## Task to carry out
Rewrite all the items below, replacing "Report one point per instance" with "Give one point for each instance" and keeping everything else the same. Leave out the pictures.

## Dataset records
────────────────
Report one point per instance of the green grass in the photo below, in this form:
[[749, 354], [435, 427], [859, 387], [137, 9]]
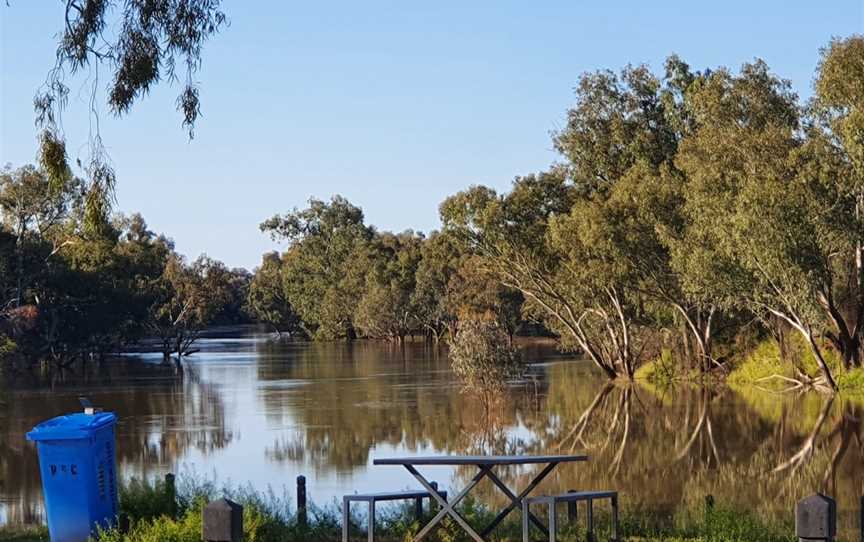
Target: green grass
[[268, 518], [24, 534], [762, 365]]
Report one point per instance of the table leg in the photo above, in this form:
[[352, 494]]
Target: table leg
[[448, 508], [516, 500]]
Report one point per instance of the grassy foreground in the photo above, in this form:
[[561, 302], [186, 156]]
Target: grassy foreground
[[157, 515]]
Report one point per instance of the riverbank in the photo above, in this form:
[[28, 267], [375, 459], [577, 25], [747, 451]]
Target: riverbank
[[157, 514], [761, 367]]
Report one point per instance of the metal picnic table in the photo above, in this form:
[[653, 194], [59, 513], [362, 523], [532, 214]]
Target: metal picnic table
[[485, 469]]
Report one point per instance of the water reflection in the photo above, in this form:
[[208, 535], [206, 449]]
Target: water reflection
[[162, 417], [263, 411]]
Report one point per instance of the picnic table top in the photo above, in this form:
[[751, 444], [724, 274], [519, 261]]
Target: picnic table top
[[480, 460]]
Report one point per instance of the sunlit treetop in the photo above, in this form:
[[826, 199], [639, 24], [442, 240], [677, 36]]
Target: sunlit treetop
[[140, 43]]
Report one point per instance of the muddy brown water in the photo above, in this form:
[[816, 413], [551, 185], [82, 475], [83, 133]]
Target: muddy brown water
[[250, 409]]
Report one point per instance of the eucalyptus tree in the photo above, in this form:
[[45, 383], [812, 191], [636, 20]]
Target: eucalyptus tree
[[322, 276], [267, 302], [191, 297], [758, 238], [588, 243], [385, 309], [836, 149], [34, 209], [140, 44]]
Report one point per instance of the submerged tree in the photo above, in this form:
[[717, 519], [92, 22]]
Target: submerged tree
[[267, 302], [323, 273], [385, 309], [191, 296], [484, 360], [763, 223]]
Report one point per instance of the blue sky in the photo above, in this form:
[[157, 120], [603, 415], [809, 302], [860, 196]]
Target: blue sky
[[395, 105]]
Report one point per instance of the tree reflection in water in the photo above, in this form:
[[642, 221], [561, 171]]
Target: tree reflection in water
[[325, 408], [162, 416]]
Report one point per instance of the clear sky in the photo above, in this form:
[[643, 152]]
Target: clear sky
[[394, 105]]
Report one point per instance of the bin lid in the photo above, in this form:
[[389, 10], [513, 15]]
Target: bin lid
[[71, 426]]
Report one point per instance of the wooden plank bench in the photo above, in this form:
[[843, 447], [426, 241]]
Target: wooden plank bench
[[372, 498], [571, 498]]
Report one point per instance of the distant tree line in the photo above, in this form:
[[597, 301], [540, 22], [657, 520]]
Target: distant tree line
[[686, 209], [74, 286], [342, 279]]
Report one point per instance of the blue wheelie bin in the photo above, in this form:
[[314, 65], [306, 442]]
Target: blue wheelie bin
[[79, 473]]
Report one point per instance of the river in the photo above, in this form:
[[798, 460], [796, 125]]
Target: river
[[249, 409]]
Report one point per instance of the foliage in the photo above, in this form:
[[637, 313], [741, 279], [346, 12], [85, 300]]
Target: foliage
[[321, 276], [142, 47], [190, 298], [268, 518], [70, 291], [482, 357], [266, 300]]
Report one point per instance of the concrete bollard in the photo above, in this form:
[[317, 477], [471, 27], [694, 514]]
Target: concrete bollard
[[816, 519], [301, 501], [222, 522]]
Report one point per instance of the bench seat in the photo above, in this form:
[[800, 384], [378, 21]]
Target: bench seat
[[372, 498], [572, 498]]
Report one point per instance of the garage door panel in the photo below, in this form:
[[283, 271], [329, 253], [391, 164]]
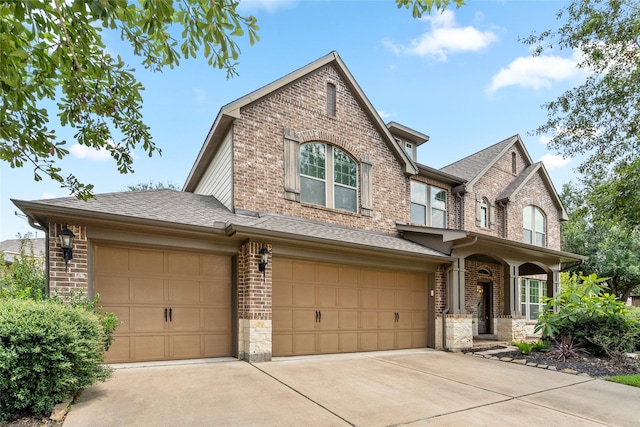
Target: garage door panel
[[155, 280], [347, 297], [215, 293], [184, 291], [217, 345], [111, 260], [217, 319], [304, 296], [146, 261], [328, 343], [185, 319], [183, 264], [304, 319], [348, 320], [112, 288], [147, 319], [185, 346], [151, 347], [327, 297], [147, 290], [304, 344]]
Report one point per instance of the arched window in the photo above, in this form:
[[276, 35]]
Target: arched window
[[534, 226], [328, 177]]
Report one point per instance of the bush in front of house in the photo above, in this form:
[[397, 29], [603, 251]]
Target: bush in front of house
[[591, 316], [48, 352]]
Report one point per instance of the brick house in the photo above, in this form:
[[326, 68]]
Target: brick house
[[306, 226]]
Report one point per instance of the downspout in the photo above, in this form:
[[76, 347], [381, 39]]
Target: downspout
[[444, 329], [46, 240], [504, 218]]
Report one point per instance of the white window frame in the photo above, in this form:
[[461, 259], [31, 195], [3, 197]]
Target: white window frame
[[528, 300], [430, 192], [535, 230], [329, 181]]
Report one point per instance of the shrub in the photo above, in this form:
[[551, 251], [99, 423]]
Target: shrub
[[591, 316], [48, 352]]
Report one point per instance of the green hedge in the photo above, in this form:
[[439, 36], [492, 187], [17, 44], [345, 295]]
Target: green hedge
[[48, 352]]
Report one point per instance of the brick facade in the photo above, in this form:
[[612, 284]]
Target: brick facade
[[301, 106], [76, 278]]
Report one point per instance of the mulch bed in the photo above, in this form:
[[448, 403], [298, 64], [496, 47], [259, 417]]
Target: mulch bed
[[585, 364]]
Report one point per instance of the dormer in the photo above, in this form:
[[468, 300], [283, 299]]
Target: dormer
[[408, 138]]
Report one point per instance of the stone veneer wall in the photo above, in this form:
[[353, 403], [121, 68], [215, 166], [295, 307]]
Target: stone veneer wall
[[254, 305], [76, 278]]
────────────────
## Task answer
Give one point for each instance of the green grass in the photo below, in this form:
[[749, 354], [435, 427], [859, 387], [137, 9]]
Target: green grass
[[268, 518], [24, 534], [762, 365]]
Give one point for each instance of the table leg in the photo above, in this form:
[[352, 494]]
Target: table leg
[[448, 508], [516, 500]]
Give one point for each instance of the grassy foreground in the photo above, in this form:
[[561, 302], [186, 156]]
Target: grassy foreground
[[157, 515]]
Give one point for each instance of the riverbank in the photo above, in this form:
[[28, 267], [375, 459], [577, 25], [747, 451]]
Target: riverbank
[[157, 514], [761, 367]]
Give one point for each instance of the metal picnic table in the photo above, in this form:
[[653, 194], [59, 513], [362, 523], [532, 214]]
Target: metal picnic table
[[485, 469]]
Give one point for each instance of the water reflection in the photo above, in this form:
[[208, 535], [206, 449]]
Target: water reflection
[[162, 417], [263, 411]]
Give one point for each instance of the picnic table top in the photo above, in this form:
[[751, 444], [724, 274], [519, 261]]
Target: picnic table top
[[480, 460]]
Give one point for each instance of the sunlit treetop in the photo above, in this form:
[[826, 199], [639, 24], [442, 240], [677, 36]]
Target: sunlit treetop
[[140, 43]]
Give one point for each instance of the muddy brown water in the photo above, in this form:
[[816, 413], [551, 185], [82, 475], [83, 133]]
Target: muddy brown water
[[250, 409]]
Give one point for each instance of the eucalyptus tree in the photo above, in this form:
[[45, 383], [812, 191], [636, 20]]
Target: eucalyptus tree
[[322, 276], [267, 302], [191, 297], [758, 238], [588, 243], [385, 309], [836, 149], [34, 209], [140, 44]]
Give one point for each instance of the submerged tree in the photo above, in this form:
[[717, 519], [92, 22]]
Target: submerged tree
[[267, 302], [323, 273], [385, 309], [191, 296], [484, 360], [763, 223]]
Give one point for each instance of the blue sky in the photo above, in this form:
[[157, 120], [603, 415], [809, 302], [860, 196]]
Target: blue sky
[[395, 105]]
Give one point for each instance of the tree reflection in water in the photo above, in this form:
[[642, 221], [561, 171]]
Target: tree reflection in water
[[325, 408], [162, 416]]
Give one point for each instance of the clear sky in the photo above, in this form:
[[643, 152]]
Target: clear sky
[[394, 105]]
Give one point for each instance of the bin lid in the photo above, in this form:
[[389, 10], [513, 15]]
Target: bin lid
[[71, 426]]
Give one point for each instance of the wooden plank bench in the photo above, in this form:
[[843, 447], [426, 241]]
Target: wooden plank bench
[[372, 498], [571, 498]]
Give one point for each instance of the distant tree line in the photo above, in this form:
[[597, 301], [540, 22], [657, 520]]
Target: distant tree line
[[686, 209], [74, 286], [342, 279]]
Give one point for each instance of the blue wheelie bin in the photo above, in this form:
[[314, 65], [306, 442]]
Target: blue wheelie bin
[[79, 473]]
Give one point for each instance of the river in the photo above, in this form:
[[798, 460], [796, 125]]
Target: river
[[249, 409]]
Give one point for each instance of the foliage in the photo above, in this form:
[[637, 313], [741, 279], [346, 12], [85, 300]]
Target: foliage
[[321, 276], [142, 47], [190, 298], [268, 518], [70, 291], [482, 357], [266, 300]]
Give one point for each instance of the concrete bollard in the photo above, in this form:
[[317, 477], [471, 27], [694, 514]]
Target: concrete bollard
[[816, 519], [301, 501], [222, 522]]
Give one point for each instance of the bench seat in the photo above, in this form:
[[800, 384], [378, 21]]
Target: bench seat
[[372, 498], [572, 498]]
Give one point for each instance of the garage door panel in the photo below, in this form:
[[283, 271], [329, 253], [391, 164]]
Target: garage door panel
[[155, 280], [347, 297], [215, 293], [184, 291], [217, 345], [111, 260], [217, 319], [304, 296], [146, 261], [328, 343], [185, 319], [183, 264], [304, 319], [348, 320], [112, 288], [147, 319], [185, 346], [151, 347], [327, 297], [147, 290], [304, 344]]
Give one point for each instance of the arched window in the photo above, in this form:
[[276, 35]]
Target: arched window
[[534, 226], [328, 177]]
Give one point for each instance of the bush in front of house in the photo above, in this form:
[[397, 29], [603, 251]]
Target: bush in front of house
[[591, 316], [48, 352]]
Give one point for each instance of the brick house in the photo above, in this form:
[[326, 68]]
Target: brick house
[[306, 226]]
Give one point for each instance of the downspout in the photo above, in this form:
[[76, 347], [381, 39]]
Target: downspout
[[444, 329], [46, 240], [504, 218]]
Give one point for each instance of the white window frame in the photo above, in this form:
[[461, 259], [31, 195], [3, 197]]
Target: white window frame
[[528, 300], [430, 192], [535, 230], [329, 181]]
Give one point for each instance of the shrub in the photo above, in this form:
[[551, 251], [99, 423]]
Target: shrub
[[591, 316], [48, 352]]
Give one point for each instance of the green hedge in the photo above, in this form:
[[439, 36], [492, 187], [17, 44], [345, 295]]
Target: green hedge
[[48, 352]]
Give one point for each instance of the brick facade in the photo above, in this form:
[[612, 284]]
Target: brick facade
[[301, 106], [76, 278]]
Give one point for each instance of the mulch bed in the photo above, in this form:
[[448, 403], [298, 64], [496, 47], [259, 417]]
Target: mulch bed
[[585, 364]]
Give one point for each instance of the dormer in the photo above, in this form:
[[468, 300], [283, 299]]
Target: dormer
[[408, 138]]
Give one point for each instance of the stone veneer wall in the photo above, in this form:
[[353, 403], [121, 68], [215, 166], [295, 307]]
Target: stone veneer wall
[[254, 305], [76, 278]]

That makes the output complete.